Text provided:
A while ago I had Skype chat with Greg Mulholland – he's based in Melbourne, Australia where he is a senior infrastructure consultant specializing in VMware and Storage (NetApp primarily). Occasionally, I am approached on Twitter, LinkedIn and e-mail to answer questions and queries – and so long as I have the time I will sometimes jump on Skype to discuss it personally.
Greg's question centered around swap files both VMKernel and guest operating system swap. In my book on SRM 5.0 I do mention how replicating this redundant data may not be such a fantabulous idea. Whilst relocating the VMKernel swap file is pretty much a done deal, I'm not convinced that relocating the guest OS to non-replicated storage is altogether a good idea.
In my discussions with folks on Twitter it became clear there is other stuff that you might want to relocate. For example many databases such as Microsoft SQL and Oracle have "Temp DB" that take up space – that folks would rather not include in their replication cycle. So what started off as narrow view on swap files, could be applied to other "transient data" that you might move to different virtual disk in the guest OS - and not included in the replication process. Fred van Donk has rather interesting explanation of workarounds for this sort of issue. His blogpost is here – SQL, replication, and VMware SRM. How to replicate SQL and keep you network team happy. Essentially, Fred's work around is having datastore at the Recovery Site with the SAME name as on the Protected Site – which is pre-populated with VMDKs that match the non-replicated disk of the VM. When the VM is recovered it just mounts the VMDK at boot-up not realizing that its not the VMDK at the Protected Site, but at the Recovery Site.
VMKernel Swap Files & SRM…
Anyway, it didn't take long for Greg and I to both agree that the per-VM VMKernel swap file could be relocated to non-replicated shared storage thus saving potentially a lot of bandwidth. By default SRM destroys the original VMKernel swap file, and recreates it anyway. Remember there's no real saving in disk space. Fundamentally, when VM is powered on at the Recovery Site it will create a swap file of some description (unless you have set the memory reservation to = the limit…)
In case you don't know, the VMkernel swap file resided by default where the .VMX file is of the VM.
Note: Here's a VM with 4GB of RAM as the limit with no reservations. Resulting in 4GB swap file.
This default behavior can be over-ridden at the VMware Cluster level, and set to be different place. It's a two step procedure. You need to turn on the option on the cluster first…
Note: The warning about degraded vMotion performance really applies if you locate the swap file on non-shared stored such as DAS.
After doing that you then specify the datastore on a per ESX host basis. Personally, I find that kind of odd. You'd think you'd be able to do all from the cluster. You get there a bit round the houses by selecting the ESX host >> Configuration >> Virtual Machine Swapfile Location and Edit…
The size of this VMkernel swap file is govern by the relationship between two values the "limit" and the "reservation".

List of tasks:
**a.** Reproduce the stretch of the post on swap files and SRM from "VMKernel Swap Files" through "to = the limit…)".
**b.** Rewrite the paragraph of the post on swap files and SRM that begins "Anyway, it didn't take long" as a bulleted list that keeps its main facts.
The records after this point are not needed for this work.

Data:
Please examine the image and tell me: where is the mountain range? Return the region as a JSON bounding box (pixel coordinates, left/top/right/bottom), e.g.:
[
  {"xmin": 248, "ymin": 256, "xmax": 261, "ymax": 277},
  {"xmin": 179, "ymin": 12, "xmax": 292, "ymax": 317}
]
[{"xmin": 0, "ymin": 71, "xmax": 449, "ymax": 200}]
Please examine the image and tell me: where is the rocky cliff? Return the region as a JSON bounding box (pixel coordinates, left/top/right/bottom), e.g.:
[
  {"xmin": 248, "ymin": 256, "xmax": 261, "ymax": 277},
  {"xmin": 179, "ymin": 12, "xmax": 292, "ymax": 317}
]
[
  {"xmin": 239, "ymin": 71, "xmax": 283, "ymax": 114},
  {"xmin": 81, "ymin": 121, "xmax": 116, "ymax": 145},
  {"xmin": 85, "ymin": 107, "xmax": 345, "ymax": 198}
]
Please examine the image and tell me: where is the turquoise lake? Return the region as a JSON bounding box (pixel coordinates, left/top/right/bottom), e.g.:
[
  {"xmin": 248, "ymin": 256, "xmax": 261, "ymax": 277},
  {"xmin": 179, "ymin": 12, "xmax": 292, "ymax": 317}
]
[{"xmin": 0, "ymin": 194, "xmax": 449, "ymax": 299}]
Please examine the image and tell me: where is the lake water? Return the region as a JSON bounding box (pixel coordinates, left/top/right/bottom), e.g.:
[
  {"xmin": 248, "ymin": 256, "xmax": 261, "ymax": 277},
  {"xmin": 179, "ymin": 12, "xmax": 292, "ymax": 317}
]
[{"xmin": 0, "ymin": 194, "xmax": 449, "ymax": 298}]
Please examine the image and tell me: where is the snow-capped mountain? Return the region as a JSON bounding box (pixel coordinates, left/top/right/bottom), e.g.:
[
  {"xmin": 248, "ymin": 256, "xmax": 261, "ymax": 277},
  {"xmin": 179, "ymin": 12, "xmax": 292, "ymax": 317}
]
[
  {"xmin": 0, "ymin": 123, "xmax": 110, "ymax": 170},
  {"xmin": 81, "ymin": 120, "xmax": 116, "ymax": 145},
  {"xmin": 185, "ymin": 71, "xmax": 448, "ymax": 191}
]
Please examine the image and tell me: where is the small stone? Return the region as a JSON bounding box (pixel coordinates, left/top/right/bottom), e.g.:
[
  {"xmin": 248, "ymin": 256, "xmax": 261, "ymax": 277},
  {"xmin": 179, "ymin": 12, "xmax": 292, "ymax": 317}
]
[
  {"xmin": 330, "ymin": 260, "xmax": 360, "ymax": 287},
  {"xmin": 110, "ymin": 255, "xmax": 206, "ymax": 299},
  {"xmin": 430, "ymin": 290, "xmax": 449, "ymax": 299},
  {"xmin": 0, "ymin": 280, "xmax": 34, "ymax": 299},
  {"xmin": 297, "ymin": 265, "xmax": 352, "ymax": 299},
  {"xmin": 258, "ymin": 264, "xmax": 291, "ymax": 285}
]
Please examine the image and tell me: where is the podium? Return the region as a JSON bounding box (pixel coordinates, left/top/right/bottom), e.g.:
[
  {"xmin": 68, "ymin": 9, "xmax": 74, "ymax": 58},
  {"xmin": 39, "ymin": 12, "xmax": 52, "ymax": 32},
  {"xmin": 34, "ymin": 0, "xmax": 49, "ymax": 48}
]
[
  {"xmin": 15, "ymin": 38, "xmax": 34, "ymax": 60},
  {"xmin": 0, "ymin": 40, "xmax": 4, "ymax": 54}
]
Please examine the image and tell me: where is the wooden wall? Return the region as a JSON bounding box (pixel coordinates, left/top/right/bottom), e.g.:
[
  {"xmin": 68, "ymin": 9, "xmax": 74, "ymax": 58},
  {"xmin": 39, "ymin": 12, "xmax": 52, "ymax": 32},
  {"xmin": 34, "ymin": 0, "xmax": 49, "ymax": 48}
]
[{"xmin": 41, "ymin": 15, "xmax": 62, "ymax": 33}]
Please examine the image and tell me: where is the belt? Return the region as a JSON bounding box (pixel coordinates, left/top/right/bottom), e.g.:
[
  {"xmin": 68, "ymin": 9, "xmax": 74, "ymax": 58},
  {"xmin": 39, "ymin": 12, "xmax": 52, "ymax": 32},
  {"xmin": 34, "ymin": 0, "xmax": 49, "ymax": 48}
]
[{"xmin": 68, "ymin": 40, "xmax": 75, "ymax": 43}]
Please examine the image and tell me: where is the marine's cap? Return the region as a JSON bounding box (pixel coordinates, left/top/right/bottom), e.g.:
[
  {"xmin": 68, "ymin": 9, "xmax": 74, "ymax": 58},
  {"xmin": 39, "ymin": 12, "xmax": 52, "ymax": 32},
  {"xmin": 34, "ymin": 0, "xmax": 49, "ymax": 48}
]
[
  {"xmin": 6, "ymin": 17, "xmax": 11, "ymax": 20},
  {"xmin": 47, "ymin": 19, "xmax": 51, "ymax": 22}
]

Written responses:
**a.**
VMKernel Swap Files & SRM…
Anyway, it didn't take long for Greg and I to both agree that the per-VM VMKernel swap file could be relocated to non-replicated shared storage thus saving potentially a lot of bandwidth. By default SRM destroys the original VMKernel swap file, and recreates it anyway. Remember there's no real saving in disk space. Fundamentally, when VM is powered on at the Recovery Site it will create a swap file of some description (unless you have set the memory reservation to = the limit…)

**b.**
- Greg and the writer agreed that the per-VM VMKernel swap file could be relocated to non-replicated shared storage, potentially saving a lot of bandwidth.
- By default, SRM destroys the original VMKernel swap file and recreates it.
- Relocation brings no real saving in disk space.
- When a VM is powered on at the Recovery Site, it creates a swap file of some kind, unless the memory reservation is set equal to the limit.